EXERCISE GOAL: Throughout the records below, find each line holding "sidewalk" and copy it.

THE DATA:
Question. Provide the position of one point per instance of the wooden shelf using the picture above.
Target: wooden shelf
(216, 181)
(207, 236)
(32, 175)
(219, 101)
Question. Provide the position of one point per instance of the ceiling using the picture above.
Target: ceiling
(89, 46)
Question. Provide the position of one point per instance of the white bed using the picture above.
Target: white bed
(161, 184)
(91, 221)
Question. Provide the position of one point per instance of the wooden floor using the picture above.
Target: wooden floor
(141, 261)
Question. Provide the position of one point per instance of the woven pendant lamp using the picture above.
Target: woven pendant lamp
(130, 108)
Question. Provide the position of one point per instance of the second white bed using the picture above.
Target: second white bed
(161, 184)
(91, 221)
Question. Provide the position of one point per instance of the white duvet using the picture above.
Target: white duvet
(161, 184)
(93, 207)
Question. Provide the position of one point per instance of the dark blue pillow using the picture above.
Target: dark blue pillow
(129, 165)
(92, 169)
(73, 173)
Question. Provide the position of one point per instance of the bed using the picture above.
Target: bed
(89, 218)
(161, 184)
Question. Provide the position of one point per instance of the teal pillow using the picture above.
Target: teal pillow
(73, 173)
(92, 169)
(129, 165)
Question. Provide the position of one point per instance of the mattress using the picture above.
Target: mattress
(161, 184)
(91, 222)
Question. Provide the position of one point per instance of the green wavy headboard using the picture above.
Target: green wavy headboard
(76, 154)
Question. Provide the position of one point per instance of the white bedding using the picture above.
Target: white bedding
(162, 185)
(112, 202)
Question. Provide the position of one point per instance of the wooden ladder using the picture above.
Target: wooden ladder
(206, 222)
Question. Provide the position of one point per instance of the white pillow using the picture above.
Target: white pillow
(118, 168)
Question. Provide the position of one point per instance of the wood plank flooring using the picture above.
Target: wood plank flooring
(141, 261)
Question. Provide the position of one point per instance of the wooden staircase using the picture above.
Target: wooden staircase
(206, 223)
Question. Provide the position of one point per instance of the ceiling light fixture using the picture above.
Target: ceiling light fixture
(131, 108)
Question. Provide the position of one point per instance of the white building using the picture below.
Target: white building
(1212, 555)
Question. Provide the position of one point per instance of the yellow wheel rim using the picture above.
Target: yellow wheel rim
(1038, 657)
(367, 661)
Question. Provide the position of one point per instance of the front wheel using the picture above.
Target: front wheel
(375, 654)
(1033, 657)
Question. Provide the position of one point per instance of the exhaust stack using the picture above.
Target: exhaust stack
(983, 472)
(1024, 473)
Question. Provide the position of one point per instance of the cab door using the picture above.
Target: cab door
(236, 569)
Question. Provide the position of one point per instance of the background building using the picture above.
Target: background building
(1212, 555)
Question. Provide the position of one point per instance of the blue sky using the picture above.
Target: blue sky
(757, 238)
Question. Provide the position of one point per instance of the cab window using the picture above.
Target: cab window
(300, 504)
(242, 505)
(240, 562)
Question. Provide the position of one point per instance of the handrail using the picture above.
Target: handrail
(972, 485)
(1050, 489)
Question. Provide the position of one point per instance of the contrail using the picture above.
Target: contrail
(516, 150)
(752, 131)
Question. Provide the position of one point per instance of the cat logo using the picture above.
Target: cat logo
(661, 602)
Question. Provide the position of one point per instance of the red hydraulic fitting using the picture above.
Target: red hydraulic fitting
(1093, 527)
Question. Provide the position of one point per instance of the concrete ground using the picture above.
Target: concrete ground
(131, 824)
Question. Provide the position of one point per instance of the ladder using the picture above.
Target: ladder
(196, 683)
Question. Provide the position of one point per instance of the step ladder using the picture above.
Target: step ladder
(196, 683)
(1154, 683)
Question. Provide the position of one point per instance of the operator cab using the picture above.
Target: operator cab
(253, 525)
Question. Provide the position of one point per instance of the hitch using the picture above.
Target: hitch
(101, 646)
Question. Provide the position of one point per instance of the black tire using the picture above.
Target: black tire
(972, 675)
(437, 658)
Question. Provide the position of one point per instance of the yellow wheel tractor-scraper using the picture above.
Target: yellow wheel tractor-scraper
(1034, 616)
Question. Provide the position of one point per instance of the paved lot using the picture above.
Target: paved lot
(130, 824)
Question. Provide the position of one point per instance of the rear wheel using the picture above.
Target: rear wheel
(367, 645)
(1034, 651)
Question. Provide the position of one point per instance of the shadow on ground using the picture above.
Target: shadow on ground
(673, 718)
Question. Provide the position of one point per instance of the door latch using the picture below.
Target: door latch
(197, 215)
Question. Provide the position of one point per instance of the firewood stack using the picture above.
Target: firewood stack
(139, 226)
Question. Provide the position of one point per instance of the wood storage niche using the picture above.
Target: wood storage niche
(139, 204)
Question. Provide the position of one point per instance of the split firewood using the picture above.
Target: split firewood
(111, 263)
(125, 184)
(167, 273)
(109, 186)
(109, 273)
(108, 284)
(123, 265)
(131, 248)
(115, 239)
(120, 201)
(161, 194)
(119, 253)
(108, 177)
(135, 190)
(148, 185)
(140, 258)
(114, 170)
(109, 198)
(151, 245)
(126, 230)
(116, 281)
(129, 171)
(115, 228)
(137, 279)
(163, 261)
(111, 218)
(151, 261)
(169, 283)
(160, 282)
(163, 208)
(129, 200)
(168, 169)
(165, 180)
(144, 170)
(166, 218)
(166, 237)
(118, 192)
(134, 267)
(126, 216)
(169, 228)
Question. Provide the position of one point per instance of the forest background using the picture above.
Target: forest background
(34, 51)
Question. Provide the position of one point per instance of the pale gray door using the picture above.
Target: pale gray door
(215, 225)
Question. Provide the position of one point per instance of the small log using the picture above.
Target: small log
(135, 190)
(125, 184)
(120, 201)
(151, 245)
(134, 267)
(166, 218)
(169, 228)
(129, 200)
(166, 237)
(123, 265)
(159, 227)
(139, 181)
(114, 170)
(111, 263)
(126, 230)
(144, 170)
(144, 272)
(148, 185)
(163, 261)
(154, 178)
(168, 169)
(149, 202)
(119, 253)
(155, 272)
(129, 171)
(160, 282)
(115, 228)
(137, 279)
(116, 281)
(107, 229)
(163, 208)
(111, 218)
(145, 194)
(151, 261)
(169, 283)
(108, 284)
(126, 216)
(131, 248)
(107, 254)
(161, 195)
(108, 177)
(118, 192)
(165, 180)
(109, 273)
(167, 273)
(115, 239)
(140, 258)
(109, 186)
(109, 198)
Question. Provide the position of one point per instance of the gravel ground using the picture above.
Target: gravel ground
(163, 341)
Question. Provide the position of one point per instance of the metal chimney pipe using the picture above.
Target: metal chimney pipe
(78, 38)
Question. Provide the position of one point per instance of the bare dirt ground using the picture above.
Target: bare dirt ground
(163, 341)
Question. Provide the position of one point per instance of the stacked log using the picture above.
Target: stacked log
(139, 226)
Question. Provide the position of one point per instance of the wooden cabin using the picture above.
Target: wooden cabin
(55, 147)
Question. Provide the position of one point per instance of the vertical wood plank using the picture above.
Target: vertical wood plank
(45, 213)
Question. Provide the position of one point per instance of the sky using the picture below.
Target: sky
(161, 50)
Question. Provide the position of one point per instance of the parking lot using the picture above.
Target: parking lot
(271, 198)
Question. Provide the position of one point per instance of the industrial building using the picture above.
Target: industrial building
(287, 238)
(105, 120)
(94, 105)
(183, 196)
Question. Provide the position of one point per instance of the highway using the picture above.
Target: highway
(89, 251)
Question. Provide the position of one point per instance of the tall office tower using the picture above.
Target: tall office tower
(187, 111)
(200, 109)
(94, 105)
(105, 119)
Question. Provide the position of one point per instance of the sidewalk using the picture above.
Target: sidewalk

EXPECTED ANSWER:
Question. Provide the position of one point per instance of the sidewalk using the picture above.
Target: sidewalk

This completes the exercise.